___ SUPPLIED RECORDS ___
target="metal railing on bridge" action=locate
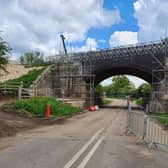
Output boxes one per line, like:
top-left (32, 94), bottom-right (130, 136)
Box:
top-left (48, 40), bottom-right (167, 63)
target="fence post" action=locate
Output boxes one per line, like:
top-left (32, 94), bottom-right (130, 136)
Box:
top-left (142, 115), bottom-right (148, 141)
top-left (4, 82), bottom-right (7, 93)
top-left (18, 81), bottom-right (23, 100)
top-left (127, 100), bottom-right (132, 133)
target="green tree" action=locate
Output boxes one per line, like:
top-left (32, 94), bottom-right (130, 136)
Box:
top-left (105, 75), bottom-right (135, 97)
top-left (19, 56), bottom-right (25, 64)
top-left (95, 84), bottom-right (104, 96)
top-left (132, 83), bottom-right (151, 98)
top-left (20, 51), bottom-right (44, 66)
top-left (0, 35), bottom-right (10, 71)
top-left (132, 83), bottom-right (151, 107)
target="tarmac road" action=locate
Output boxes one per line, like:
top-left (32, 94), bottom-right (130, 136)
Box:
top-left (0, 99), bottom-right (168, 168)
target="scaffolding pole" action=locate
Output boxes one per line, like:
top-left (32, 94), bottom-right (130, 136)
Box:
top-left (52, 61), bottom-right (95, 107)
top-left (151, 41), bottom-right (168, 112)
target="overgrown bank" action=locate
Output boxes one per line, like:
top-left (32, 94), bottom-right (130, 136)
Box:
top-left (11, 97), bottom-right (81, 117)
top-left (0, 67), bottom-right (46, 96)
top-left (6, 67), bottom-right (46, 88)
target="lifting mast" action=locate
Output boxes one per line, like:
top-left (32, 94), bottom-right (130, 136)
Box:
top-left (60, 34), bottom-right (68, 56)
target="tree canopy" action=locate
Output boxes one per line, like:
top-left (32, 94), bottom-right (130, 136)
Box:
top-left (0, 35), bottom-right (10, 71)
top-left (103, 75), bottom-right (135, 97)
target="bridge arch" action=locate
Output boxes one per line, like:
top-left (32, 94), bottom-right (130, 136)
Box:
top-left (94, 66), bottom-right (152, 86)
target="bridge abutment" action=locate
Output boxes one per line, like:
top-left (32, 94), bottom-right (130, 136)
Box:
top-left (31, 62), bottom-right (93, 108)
___
> **DIRECTIONS FOR THIS TASK**
Show, from the records above, every line that includes "action".

> **WRITTEN SOLUTION**
target="metal railing on bridge" action=locate
target="fence post" action=locate
target="green tree" action=locate
target="tarmac road" action=locate
target="scaffolding pole" action=locate
target="overgrown bank" action=locate
target="lifting mast" action=locate
target="tree canopy" action=locate
target="bridge arch" action=locate
target="bridge abutment" action=locate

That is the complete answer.